> _Exercise instructions_:
Extract every line below that contains the word "black".

> _Data section_:
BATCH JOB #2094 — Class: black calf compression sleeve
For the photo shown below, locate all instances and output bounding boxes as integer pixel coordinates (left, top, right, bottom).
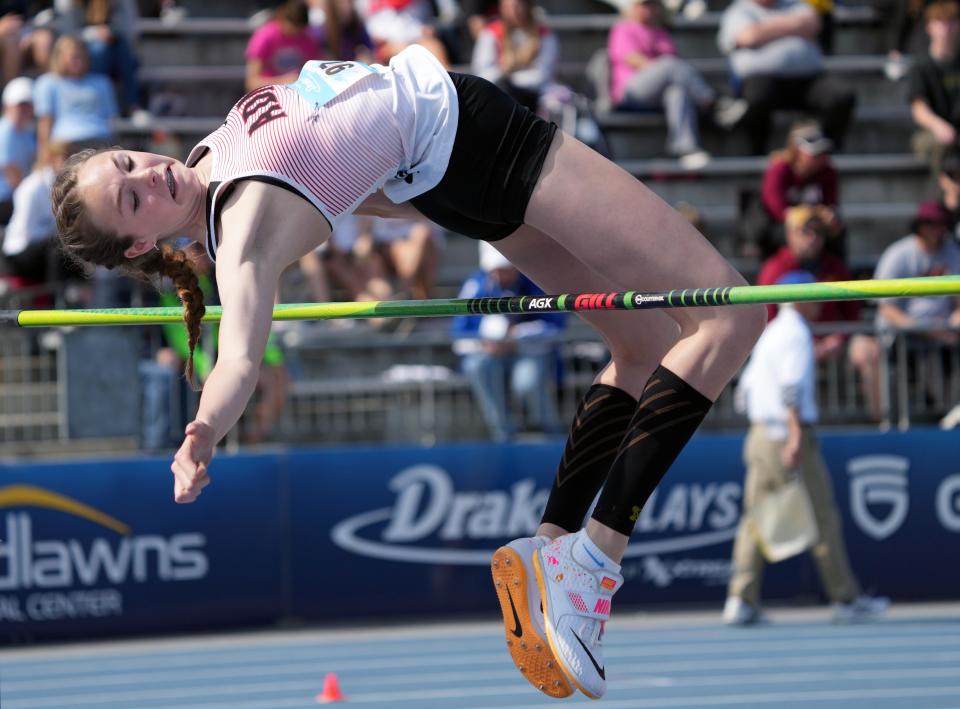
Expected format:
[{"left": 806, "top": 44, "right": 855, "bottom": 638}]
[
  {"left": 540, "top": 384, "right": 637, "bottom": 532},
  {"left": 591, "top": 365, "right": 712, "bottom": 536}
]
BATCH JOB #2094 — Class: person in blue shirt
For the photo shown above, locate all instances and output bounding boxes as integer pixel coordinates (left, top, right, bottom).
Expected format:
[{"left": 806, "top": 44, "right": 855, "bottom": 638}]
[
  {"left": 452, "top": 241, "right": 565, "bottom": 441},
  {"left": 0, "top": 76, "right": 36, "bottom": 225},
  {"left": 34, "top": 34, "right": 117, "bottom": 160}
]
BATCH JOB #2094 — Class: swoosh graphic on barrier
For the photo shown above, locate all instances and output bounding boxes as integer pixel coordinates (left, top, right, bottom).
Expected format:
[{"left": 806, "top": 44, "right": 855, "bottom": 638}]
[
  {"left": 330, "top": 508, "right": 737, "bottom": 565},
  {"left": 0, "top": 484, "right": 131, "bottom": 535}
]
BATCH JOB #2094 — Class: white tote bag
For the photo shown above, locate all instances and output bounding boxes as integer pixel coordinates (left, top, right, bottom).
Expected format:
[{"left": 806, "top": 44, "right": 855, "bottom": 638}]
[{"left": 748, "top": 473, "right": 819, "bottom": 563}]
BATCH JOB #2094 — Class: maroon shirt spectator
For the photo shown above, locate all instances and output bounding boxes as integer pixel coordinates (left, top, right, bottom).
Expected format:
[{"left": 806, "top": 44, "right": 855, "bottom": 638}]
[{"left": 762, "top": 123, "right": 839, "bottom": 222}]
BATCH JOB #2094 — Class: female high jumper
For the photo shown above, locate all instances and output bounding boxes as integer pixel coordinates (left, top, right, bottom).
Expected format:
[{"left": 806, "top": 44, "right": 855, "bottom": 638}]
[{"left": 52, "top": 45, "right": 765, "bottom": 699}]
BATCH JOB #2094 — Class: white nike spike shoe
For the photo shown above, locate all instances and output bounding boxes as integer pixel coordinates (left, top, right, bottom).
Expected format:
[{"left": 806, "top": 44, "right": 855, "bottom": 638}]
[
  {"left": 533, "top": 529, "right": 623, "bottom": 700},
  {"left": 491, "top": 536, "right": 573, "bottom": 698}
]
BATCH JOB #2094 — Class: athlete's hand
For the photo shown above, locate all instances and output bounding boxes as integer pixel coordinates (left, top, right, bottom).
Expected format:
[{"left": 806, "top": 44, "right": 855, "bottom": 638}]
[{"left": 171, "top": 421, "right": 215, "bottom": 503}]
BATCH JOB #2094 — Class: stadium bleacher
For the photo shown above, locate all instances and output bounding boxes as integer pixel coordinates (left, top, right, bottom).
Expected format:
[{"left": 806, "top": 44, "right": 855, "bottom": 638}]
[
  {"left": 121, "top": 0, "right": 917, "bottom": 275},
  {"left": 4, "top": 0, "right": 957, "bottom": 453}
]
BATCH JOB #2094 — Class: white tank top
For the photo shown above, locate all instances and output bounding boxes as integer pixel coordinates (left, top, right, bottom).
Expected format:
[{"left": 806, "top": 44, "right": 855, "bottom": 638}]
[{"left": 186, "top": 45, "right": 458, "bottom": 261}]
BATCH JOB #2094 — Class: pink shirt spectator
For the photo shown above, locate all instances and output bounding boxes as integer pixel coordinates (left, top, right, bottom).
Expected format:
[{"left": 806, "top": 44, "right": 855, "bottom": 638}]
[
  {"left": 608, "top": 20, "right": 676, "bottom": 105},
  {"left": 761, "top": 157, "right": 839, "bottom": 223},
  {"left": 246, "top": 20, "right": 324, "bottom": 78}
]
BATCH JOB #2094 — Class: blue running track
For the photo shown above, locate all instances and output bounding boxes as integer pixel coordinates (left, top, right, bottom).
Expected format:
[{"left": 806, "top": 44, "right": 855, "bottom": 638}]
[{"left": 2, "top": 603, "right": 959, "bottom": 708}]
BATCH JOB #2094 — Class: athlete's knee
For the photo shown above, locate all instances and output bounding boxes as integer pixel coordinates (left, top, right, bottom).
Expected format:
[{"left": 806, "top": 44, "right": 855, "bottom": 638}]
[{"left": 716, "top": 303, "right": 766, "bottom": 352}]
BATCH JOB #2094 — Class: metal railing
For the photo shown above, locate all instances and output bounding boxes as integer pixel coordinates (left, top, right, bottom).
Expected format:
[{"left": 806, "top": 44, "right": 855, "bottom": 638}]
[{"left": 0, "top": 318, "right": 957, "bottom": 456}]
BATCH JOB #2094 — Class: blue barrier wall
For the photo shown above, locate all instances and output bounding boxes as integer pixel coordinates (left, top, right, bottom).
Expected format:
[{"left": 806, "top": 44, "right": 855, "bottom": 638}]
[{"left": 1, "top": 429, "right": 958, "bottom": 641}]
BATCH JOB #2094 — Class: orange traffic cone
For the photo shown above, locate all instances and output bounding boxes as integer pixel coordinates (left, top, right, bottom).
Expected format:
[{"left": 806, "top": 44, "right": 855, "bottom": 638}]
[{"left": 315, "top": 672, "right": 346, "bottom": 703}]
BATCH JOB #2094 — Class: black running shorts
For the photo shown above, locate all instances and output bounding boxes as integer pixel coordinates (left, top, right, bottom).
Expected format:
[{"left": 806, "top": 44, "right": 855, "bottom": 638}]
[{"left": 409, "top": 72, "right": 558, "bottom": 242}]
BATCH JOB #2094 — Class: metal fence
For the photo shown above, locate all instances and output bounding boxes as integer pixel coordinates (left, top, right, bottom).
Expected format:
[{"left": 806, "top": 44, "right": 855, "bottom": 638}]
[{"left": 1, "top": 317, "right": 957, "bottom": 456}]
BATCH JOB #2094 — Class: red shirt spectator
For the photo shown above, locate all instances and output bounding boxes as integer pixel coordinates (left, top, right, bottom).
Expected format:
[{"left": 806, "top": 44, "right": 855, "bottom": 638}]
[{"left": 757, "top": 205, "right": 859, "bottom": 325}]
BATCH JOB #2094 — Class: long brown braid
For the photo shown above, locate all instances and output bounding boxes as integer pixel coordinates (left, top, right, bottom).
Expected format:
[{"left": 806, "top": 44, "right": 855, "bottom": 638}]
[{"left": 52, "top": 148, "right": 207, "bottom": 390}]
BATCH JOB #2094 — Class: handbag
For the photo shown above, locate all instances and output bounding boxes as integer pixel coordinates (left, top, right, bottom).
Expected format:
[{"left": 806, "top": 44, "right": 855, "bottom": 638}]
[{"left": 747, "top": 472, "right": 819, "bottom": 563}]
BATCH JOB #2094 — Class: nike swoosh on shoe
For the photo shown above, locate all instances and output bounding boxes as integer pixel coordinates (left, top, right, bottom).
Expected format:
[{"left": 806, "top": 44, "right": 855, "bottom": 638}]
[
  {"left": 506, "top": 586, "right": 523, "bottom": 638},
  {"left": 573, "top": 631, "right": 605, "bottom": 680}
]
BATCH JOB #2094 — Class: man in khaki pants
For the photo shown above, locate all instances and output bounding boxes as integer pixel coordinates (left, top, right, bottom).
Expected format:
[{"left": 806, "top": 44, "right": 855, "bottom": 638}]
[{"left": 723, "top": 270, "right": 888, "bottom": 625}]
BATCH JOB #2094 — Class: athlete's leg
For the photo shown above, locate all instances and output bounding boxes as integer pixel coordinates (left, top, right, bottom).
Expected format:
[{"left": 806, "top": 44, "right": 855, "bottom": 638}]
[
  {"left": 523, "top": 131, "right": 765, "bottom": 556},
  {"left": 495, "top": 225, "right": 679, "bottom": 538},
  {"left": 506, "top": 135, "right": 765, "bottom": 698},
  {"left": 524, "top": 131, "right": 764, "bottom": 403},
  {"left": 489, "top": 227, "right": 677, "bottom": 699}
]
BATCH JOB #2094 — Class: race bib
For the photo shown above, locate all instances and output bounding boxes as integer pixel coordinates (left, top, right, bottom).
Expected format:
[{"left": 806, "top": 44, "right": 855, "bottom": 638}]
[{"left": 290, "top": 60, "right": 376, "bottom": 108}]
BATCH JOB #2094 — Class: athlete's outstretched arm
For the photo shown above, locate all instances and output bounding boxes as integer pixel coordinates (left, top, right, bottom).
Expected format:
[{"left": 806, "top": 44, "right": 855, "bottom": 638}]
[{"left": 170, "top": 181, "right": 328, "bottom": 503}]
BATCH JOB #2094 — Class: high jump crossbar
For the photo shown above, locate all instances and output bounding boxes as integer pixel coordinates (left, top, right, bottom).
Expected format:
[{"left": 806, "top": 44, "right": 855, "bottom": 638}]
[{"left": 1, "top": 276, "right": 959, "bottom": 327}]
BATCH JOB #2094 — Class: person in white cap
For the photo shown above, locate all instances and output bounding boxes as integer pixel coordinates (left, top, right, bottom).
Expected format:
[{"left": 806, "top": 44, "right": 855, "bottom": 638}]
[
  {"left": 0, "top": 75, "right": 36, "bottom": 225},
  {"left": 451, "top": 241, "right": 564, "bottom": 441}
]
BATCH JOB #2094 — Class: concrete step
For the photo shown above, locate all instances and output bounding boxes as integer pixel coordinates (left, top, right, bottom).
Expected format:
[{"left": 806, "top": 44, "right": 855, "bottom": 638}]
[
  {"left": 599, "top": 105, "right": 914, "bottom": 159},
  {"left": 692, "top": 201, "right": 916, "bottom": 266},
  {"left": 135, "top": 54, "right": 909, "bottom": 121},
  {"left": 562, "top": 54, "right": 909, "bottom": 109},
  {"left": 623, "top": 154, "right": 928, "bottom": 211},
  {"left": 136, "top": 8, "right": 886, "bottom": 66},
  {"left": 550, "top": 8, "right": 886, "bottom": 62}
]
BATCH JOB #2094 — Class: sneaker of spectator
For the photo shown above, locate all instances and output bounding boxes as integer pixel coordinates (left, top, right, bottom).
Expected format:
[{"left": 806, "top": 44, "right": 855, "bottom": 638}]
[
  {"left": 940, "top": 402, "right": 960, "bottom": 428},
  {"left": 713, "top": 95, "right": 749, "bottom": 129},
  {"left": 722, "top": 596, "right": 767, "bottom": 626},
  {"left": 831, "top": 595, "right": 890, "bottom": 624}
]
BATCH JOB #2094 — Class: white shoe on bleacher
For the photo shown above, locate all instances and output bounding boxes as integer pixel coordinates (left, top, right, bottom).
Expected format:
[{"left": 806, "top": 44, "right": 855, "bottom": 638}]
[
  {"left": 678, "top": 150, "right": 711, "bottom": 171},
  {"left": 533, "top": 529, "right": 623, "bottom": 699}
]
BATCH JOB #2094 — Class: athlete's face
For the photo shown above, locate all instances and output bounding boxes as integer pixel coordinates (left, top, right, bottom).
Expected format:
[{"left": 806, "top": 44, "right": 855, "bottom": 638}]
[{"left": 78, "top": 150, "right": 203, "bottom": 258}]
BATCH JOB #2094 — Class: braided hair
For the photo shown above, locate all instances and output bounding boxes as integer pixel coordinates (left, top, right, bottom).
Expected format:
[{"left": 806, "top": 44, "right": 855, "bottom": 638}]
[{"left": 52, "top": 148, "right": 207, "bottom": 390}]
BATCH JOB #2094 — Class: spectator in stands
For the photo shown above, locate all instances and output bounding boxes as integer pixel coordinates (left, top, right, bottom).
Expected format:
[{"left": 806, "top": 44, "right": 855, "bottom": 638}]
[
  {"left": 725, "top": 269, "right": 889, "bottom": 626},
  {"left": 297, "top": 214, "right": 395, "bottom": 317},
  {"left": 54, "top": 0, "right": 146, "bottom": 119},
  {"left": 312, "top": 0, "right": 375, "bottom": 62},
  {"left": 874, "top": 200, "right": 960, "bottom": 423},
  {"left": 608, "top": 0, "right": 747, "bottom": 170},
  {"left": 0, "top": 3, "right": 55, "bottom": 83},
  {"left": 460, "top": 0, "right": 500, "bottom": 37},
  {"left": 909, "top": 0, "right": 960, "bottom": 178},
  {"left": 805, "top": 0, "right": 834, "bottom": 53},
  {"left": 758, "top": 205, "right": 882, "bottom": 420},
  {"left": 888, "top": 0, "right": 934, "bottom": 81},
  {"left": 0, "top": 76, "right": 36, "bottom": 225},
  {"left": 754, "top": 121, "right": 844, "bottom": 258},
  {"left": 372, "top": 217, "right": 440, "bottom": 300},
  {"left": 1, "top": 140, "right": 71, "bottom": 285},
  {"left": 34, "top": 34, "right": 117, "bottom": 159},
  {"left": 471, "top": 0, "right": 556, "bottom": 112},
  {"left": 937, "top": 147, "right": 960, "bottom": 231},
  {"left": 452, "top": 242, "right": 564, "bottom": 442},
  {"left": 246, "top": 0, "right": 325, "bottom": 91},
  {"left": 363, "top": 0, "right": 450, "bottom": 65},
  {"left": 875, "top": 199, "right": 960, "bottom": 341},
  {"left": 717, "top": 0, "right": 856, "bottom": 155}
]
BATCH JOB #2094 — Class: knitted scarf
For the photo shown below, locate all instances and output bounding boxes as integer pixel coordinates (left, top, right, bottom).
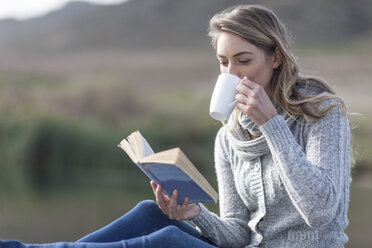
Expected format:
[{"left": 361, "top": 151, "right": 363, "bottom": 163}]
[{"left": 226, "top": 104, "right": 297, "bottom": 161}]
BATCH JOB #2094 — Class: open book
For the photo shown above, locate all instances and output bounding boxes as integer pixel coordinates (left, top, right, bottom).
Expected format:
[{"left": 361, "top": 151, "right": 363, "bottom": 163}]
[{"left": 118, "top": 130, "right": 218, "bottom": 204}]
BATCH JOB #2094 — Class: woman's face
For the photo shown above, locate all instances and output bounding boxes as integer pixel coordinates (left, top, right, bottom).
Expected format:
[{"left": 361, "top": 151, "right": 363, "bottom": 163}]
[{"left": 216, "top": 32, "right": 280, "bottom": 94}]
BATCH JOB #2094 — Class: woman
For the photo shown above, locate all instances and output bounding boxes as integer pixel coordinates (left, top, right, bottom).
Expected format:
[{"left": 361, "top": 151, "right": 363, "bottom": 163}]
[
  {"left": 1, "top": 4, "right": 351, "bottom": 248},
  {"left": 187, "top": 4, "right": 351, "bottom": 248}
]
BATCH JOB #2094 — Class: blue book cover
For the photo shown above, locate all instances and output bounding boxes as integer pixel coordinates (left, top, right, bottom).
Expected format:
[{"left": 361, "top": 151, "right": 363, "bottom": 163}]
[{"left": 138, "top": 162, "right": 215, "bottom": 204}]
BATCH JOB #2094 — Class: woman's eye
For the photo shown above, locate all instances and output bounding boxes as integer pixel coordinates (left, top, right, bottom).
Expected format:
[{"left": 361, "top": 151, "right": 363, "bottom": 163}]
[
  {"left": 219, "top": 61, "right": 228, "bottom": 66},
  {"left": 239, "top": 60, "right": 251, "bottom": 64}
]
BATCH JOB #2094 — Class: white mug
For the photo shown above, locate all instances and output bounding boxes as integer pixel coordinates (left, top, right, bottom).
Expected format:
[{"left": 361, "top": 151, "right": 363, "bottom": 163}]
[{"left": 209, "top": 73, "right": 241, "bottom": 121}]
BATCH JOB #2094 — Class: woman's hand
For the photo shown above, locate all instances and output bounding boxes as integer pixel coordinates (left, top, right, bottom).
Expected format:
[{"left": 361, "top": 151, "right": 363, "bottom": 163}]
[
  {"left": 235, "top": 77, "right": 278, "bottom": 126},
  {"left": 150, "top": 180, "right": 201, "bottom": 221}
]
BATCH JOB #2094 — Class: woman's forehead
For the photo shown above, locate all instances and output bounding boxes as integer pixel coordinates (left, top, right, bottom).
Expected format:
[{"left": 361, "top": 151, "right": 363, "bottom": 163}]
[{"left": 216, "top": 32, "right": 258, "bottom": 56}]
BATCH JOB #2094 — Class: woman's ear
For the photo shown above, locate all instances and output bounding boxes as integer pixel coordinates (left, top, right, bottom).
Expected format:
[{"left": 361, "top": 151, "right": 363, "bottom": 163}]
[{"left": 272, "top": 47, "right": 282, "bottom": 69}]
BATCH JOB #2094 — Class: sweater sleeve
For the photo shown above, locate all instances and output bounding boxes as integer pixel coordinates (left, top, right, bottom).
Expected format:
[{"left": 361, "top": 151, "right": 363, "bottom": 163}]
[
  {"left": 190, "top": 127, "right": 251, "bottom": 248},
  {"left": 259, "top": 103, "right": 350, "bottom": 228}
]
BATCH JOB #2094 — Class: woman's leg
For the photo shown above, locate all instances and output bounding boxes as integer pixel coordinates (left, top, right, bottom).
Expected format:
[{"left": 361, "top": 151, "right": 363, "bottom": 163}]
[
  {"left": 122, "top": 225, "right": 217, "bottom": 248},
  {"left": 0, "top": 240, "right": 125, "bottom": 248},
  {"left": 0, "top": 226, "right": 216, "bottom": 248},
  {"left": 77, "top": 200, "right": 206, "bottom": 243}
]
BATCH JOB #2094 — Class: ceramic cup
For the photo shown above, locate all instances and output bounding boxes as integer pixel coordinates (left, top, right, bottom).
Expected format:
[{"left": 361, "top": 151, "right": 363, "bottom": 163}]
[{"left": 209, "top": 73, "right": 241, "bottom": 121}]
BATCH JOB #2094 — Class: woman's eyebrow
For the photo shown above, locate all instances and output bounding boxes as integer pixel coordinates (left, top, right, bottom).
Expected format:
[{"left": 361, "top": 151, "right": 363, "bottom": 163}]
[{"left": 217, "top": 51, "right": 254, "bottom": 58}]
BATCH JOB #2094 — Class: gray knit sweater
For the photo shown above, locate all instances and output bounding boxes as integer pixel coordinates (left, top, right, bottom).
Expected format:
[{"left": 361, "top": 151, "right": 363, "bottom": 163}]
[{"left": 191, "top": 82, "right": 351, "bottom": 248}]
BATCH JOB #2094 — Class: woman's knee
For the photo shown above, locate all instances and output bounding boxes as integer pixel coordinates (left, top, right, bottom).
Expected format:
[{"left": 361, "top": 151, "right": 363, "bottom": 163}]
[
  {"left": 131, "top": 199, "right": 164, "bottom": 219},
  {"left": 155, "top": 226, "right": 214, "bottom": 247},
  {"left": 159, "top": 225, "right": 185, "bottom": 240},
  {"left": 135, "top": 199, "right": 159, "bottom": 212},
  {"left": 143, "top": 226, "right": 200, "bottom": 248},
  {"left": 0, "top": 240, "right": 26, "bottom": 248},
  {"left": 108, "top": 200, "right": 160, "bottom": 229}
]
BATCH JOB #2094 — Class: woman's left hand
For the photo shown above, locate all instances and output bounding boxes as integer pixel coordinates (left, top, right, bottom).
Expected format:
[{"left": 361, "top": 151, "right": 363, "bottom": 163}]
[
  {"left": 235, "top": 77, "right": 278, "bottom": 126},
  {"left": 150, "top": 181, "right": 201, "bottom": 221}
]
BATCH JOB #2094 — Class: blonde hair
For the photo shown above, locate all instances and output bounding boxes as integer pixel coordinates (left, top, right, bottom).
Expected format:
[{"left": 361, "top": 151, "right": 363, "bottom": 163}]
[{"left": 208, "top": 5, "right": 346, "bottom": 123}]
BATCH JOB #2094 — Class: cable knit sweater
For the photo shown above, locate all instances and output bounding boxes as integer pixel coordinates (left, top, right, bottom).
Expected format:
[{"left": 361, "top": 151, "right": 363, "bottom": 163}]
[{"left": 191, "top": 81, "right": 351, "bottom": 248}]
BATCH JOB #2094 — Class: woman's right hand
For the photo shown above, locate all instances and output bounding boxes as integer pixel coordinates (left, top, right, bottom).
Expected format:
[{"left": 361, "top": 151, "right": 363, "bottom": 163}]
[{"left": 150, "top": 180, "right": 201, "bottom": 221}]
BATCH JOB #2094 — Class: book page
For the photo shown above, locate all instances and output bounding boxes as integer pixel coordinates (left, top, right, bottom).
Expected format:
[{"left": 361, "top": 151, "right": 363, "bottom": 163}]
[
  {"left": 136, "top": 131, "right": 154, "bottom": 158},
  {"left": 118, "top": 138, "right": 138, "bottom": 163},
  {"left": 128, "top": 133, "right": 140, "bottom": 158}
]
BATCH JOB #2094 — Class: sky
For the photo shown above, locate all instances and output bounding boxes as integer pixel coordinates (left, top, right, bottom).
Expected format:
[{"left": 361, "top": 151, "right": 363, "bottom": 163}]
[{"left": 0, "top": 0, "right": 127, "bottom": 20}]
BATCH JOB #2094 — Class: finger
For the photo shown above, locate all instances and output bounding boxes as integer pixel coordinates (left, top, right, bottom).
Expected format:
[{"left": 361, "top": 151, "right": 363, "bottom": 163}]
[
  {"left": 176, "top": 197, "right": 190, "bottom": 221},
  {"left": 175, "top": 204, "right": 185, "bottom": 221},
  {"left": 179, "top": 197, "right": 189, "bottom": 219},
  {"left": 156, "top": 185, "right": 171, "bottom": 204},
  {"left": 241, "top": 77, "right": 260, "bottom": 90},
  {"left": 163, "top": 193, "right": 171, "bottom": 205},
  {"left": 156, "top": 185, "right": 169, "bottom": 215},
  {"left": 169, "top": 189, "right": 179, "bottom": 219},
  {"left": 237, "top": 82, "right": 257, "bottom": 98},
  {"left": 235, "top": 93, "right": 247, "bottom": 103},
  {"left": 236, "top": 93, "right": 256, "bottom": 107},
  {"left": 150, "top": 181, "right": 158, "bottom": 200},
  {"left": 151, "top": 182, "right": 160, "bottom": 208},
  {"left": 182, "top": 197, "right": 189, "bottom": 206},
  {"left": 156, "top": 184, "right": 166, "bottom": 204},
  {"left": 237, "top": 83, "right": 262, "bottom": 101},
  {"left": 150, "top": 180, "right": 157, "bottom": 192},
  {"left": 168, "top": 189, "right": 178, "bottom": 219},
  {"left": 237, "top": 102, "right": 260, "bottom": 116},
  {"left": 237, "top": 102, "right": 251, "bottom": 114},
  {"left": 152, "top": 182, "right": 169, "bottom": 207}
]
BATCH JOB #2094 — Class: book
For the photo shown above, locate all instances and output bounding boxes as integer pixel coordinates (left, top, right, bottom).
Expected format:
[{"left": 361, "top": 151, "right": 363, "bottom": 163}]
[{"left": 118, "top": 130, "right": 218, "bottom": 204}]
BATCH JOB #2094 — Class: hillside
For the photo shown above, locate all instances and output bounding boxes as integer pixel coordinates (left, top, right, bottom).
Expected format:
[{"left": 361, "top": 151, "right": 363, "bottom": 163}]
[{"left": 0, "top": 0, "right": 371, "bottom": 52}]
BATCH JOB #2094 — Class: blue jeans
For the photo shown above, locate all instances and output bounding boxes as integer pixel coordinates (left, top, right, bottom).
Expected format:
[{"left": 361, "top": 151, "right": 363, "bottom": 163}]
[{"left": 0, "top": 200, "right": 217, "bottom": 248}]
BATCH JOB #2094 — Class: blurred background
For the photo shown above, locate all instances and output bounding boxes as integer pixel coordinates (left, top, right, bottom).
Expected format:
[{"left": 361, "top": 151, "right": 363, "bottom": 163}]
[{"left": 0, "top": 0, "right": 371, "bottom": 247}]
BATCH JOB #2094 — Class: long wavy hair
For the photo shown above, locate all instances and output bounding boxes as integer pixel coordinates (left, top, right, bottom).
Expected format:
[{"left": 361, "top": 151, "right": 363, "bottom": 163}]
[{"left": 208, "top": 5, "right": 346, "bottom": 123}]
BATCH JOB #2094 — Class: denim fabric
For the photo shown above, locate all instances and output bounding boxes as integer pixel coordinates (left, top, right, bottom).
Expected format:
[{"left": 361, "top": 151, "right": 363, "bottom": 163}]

> _Final answer_:
BATCH JOB #2094 — Class: black calf compression sleeve
BATCH JOB #2094 — Class: black running shorts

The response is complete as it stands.